> **Work instructions**: Return every one of the records below unchanged, line for line.
********************
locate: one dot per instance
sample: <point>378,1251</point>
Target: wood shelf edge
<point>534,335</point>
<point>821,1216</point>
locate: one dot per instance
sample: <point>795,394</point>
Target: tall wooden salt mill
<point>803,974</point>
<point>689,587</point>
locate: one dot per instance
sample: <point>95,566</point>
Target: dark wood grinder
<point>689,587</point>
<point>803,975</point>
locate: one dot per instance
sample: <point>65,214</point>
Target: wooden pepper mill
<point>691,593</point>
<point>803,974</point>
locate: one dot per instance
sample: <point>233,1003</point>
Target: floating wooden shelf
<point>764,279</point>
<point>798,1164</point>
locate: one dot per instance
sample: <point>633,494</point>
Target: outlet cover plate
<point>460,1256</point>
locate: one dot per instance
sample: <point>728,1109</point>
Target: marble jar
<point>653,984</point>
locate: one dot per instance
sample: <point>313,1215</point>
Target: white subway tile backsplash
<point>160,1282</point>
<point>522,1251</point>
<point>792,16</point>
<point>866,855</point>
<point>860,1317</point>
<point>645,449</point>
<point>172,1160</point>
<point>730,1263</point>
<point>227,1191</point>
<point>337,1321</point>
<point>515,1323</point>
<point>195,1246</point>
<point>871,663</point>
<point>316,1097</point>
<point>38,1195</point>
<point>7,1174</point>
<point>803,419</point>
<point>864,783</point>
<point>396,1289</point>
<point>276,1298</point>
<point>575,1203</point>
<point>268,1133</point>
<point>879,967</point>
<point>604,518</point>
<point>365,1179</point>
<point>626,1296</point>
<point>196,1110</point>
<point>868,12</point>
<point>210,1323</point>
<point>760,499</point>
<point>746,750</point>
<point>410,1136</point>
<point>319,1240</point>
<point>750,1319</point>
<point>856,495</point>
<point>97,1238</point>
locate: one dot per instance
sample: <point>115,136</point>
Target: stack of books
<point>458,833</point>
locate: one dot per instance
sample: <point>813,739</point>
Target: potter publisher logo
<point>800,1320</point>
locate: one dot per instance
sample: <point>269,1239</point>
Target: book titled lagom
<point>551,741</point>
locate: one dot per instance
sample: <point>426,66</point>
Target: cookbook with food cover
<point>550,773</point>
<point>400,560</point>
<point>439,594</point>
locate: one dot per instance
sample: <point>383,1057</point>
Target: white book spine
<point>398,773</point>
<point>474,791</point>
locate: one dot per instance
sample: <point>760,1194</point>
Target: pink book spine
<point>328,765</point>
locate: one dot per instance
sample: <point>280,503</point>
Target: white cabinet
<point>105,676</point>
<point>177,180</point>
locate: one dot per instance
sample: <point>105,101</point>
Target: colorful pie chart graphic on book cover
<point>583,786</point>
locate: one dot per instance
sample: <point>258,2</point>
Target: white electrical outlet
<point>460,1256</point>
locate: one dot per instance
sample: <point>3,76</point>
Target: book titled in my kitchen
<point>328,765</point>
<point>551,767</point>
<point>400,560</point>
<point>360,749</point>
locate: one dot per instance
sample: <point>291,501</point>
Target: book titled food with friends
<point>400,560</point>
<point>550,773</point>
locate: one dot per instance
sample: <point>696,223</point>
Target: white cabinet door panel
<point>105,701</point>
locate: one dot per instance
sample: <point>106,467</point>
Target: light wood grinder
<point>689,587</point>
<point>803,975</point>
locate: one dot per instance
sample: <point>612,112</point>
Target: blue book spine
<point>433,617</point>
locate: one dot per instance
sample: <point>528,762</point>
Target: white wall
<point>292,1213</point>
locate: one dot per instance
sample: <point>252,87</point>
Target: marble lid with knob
********************
> **Answer to the problem**:
locate: one dot per instance
sample: <point>378,1251</point>
Target: wood shelf edge
<point>534,335</point>
<point>821,1216</point>
locate: one dot per instance
sample: <point>795,394</point>
Target: tall wooden salt mill
<point>803,974</point>
<point>689,587</point>
locate: one dot per instance
sample: <point>95,566</point>
Target: dark wood grinder
<point>689,587</point>
<point>803,975</point>
locate: one dot per instance
sample: <point>65,214</point>
Target: wooden pepper mill
<point>691,593</point>
<point>803,974</point>
locate: one dot per instance
sample: <point>233,1003</point>
Target: floating wooden shelf
<point>764,279</point>
<point>798,1164</point>
locate: one dot per instance
sample: <point>633,494</point>
Target: outlet cover plate
<point>460,1256</point>
locate: one dot per instance
sample: <point>728,1109</point>
Target: marble jar
<point>653,984</point>
locate: one dot per instance
sample: <point>313,1215</point>
Target: white subway tile backsplash
<point>160,1282</point>
<point>522,1251</point>
<point>792,16</point>
<point>866,855</point>
<point>860,1317</point>
<point>645,449</point>
<point>172,1160</point>
<point>730,1263</point>
<point>227,1191</point>
<point>337,1321</point>
<point>515,1323</point>
<point>195,1246</point>
<point>871,663</point>
<point>316,1097</point>
<point>38,1195</point>
<point>7,1174</point>
<point>803,419</point>
<point>864,783</point>
<point>396,1289</point>
<point>276,1298</point>
<point>575,1203</point>
<point>268,1133</point>
<point>879,967</point>
<point>604,518</point>
<point>365,1179</point>
<point>626,1296</point>
<point>196,1110</point>
<point>868,12</point>
<point>210,1323</point>
<point>760,499</point>
<point>746,750</point>
<point>410,1136</point>
<point>319,1240</point>
<point>750,1319</point>
<point>856,495</point>
<point>97,1238</point>
locate: one dot per instance
sample: <point>115,136</point>
Target: stack of books
<point>458,833</point>
locate: one dot per instance
sample: <point>813,739</point>
Target: potter publisher logo
<point>800,1320</point>
locate: one dot per instance
sample: <point>269,1239</point>
Target: book titled lagom
<point>551,741</point>
locate: one dot per instance
sample: <point>426,66</point>
Target: cookbook with food cover
<point>550,773</point>
<point>400,560</point>
<point>439,594</point>
locate: one dot per instance
sample: <point>383,1057</point>
Target: white book spine
<point>398,773</point>
<point>474,791</point>
locate: one dot per instance
sample: <point>760,1194</point>
Target: pink book spine
<point>328,765</point>
locate: one dot per instance
sample: <point>280,503</point>
Target: white cabinet
<point>105,676</point>
<point>177,180</point>
locate: one dot per instance
sample: <point>105,101</point>
Target: colorful pie chart graphic on book cover
<point>583,786</point>
locate: one dot per instance
sample: <point>258,2</point>
Target: white electrical outlet
<point>460,1256</point>
locate: one dot per instance
sample: <point>3,76</point>
Target: book titled in my kitchen
<point>328,765</point>
<point>551,767</point>
<point>400,560</point>
<point>360,749</point>
locate: one dot per instance
sample: <point>291,501</point>
Target: book titled food with friends
<point>400,560</point>
<point>550,773</point>
locate: one dot per instance
sample: <point>696,223</point>
Target: white cabinet door panel
<point>105,701</point>
locate: one dot per instance
sample: <point>106,467</point>
Target: light wood grinder
<point>689,587</point>
<point>803,975</point>
locate: one dot per instance
sample: <point>612,112</point>
Target: blue book spine
<point>433,617</point>
locate: one dot per instance
sample: <point>528,762</point>
Target: white wall
<point>292,1213</point>
locate: one dot per instance
sample: <point>252,87</point>
Target: marble lid with knob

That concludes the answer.